Collected data entries:
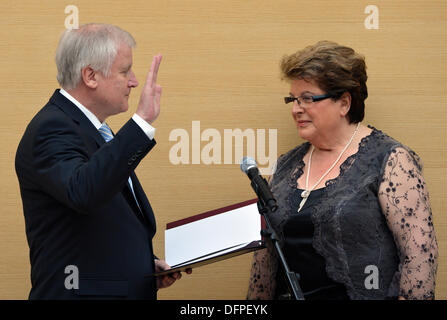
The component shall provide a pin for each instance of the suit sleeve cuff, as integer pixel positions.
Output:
(146, 127)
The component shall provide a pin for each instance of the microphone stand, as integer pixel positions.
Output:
(270, 233)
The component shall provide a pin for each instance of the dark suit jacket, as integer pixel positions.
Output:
(79, 209)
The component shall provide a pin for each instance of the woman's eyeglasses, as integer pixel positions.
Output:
(307, 99)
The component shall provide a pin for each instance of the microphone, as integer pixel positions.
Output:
(258, 183)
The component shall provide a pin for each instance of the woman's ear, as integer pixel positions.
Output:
(345, 103)
(89, 77)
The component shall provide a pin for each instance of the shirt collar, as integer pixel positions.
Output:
(93, 119)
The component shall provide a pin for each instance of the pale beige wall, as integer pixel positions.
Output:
(220, 67)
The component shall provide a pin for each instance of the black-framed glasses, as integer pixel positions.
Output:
(307, 98)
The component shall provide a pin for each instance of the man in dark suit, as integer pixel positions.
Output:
(88, 222)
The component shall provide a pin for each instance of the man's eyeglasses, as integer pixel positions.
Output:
(308, 99)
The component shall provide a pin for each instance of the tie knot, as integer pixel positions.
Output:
(105, 132)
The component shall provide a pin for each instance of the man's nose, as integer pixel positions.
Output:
(133, 82)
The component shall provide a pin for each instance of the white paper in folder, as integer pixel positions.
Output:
(213, 233)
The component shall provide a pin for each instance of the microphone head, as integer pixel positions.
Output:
(247, 163)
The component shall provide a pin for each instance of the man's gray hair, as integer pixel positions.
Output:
(92, 44)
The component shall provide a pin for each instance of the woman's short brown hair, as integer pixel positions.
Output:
(335, 69)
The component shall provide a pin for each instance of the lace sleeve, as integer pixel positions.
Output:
(405, 203)
(263, 273)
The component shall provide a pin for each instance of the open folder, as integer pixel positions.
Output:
(213, 236)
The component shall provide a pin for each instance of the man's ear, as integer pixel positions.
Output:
(345, 103)
(89, 77)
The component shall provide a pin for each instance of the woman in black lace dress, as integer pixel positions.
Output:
(354, 215)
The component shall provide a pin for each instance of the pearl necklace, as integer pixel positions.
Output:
(306, 193)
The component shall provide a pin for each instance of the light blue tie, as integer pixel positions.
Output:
(107, 134)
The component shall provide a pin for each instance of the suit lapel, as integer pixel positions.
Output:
(70, 109)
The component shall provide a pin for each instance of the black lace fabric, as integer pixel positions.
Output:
(405, 203)
(375, 213)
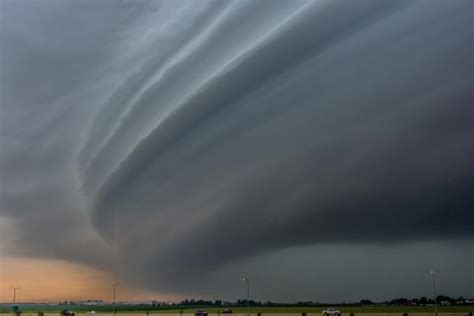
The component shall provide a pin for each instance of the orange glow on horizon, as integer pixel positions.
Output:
(43, 280)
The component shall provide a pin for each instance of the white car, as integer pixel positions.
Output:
(331, 311)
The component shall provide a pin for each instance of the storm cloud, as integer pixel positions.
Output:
(190, 138)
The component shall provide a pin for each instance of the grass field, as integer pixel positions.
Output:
(140, 309)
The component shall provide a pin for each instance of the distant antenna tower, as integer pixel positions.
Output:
(114, 287)
(14, 289)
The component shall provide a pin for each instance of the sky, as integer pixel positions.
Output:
(322, 149)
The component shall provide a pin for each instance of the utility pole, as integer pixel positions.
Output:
(14, 289)
(434, 292)
(246, 280)
(114, 287)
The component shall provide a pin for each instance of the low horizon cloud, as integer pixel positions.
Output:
(186, 144)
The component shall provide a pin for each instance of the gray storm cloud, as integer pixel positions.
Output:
(188, 138)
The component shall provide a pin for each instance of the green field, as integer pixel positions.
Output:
(262, 309)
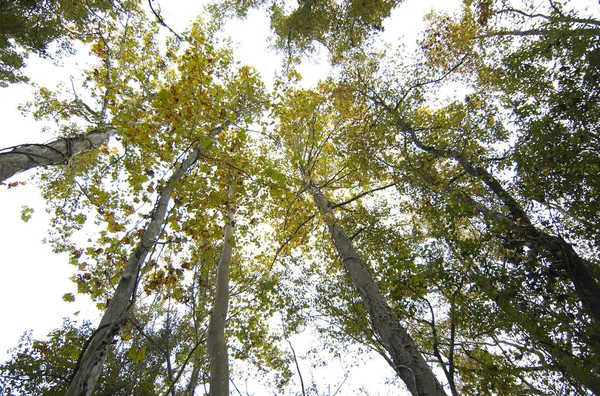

TASK TO COMPLETE: Check the lines above and copy each one that includes "white".

RESULT OF THIS TASK:
The component shall provide a pin for each instance of the white paper in folder, as integer pixel positions.
The component shall provide a pin for each instance of the white car, as integer pixel positions.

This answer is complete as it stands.